## Exercise description
Please gather every line of the records that contains the string "mooring", matching case exactly.

## The records
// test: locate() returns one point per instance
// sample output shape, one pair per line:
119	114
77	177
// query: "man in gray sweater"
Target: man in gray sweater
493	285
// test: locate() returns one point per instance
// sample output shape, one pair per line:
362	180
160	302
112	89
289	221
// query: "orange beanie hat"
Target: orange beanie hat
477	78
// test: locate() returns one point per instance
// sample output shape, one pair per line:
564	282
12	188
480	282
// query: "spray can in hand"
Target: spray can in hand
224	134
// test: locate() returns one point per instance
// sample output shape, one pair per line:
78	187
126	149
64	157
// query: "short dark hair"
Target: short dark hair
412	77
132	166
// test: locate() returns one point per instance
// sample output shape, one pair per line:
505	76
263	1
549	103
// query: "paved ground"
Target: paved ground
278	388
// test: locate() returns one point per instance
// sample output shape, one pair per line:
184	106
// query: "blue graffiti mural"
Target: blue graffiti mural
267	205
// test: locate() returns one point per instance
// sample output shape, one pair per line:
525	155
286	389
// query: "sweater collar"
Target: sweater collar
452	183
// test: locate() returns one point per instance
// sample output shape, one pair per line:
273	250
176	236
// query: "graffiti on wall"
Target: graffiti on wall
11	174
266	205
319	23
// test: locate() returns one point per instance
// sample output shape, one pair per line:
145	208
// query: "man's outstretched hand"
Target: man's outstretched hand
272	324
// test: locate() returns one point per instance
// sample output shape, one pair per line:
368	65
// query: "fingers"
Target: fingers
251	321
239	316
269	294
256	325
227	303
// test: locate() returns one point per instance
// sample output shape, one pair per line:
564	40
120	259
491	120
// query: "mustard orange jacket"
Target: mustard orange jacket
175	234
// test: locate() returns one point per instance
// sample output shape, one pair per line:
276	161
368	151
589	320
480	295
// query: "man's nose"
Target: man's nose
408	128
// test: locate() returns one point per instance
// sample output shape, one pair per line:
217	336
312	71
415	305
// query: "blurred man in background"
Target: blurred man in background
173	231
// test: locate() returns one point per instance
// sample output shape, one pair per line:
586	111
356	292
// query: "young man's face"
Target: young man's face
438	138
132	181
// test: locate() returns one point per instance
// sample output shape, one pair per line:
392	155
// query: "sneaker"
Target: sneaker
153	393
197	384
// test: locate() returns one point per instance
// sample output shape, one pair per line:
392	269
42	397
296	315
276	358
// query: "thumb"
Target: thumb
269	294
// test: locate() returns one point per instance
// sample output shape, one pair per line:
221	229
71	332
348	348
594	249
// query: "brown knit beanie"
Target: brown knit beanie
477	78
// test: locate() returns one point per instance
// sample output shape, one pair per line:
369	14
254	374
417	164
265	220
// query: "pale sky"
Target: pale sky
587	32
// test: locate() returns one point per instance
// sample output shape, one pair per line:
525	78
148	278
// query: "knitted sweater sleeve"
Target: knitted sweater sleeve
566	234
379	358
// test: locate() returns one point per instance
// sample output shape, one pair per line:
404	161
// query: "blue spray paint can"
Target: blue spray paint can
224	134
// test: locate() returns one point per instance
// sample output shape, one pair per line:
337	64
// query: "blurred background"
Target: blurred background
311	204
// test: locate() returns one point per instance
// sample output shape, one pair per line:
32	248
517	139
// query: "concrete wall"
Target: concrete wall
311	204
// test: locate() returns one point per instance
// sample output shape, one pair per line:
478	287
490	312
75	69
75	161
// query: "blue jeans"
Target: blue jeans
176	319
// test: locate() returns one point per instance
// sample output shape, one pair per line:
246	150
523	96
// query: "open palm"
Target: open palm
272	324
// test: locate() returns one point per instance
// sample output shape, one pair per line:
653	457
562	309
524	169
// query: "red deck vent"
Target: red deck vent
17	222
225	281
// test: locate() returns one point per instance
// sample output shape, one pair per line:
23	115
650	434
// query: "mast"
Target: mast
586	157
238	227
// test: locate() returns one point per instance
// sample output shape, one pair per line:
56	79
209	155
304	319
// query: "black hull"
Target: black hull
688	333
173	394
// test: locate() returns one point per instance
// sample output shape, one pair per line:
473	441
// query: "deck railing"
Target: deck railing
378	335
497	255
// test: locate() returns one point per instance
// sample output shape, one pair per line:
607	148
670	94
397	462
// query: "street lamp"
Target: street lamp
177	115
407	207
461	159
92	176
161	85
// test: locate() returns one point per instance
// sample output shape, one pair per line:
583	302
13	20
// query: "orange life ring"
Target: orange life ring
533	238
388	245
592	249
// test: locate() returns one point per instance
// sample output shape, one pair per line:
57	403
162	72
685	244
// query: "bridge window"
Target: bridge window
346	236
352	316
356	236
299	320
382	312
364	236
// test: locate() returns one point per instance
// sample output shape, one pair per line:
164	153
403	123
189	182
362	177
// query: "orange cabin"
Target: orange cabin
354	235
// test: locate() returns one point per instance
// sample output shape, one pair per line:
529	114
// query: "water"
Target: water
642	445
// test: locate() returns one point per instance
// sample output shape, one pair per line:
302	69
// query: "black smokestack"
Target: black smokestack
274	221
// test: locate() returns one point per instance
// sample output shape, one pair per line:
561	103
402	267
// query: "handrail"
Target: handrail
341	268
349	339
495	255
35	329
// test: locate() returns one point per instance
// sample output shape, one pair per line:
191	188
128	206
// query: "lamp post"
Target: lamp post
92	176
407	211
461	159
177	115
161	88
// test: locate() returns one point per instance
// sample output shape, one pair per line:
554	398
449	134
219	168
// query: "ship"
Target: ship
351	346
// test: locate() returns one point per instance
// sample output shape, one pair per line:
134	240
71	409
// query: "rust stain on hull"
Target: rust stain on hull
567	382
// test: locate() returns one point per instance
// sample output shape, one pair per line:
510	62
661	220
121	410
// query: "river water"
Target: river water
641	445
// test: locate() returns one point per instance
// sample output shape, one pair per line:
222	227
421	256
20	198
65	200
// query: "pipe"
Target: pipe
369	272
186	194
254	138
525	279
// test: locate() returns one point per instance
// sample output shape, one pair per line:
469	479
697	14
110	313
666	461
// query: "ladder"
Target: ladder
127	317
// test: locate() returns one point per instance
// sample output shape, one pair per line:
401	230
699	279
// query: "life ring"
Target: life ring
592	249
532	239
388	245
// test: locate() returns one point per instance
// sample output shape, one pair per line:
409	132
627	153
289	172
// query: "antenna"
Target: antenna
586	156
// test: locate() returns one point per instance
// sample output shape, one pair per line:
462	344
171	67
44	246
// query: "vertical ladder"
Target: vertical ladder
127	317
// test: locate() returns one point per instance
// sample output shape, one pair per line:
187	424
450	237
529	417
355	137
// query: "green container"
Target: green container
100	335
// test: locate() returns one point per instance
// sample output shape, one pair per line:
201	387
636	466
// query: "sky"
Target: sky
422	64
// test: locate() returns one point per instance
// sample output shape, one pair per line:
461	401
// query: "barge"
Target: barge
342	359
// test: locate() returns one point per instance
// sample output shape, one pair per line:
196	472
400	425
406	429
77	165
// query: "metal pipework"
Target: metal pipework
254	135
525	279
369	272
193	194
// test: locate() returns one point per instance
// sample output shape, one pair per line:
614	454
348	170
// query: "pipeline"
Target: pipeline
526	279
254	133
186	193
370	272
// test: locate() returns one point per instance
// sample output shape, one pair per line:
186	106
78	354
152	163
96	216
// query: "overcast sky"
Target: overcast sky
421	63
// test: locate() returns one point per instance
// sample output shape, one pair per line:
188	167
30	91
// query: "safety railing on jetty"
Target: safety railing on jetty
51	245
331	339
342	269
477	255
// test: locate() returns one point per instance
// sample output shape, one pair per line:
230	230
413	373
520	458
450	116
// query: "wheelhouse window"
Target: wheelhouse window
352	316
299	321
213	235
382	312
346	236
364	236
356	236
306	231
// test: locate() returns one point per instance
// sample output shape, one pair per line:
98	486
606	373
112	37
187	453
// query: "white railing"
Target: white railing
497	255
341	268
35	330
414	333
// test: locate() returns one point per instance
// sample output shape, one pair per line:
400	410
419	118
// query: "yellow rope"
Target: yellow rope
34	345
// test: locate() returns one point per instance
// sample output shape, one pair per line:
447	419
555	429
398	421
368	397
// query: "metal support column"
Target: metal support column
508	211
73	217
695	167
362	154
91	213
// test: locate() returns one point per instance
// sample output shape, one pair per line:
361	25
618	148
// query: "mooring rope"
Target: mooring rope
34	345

## Solution for this problem
// query: "mooring rope"
Target: mooring rope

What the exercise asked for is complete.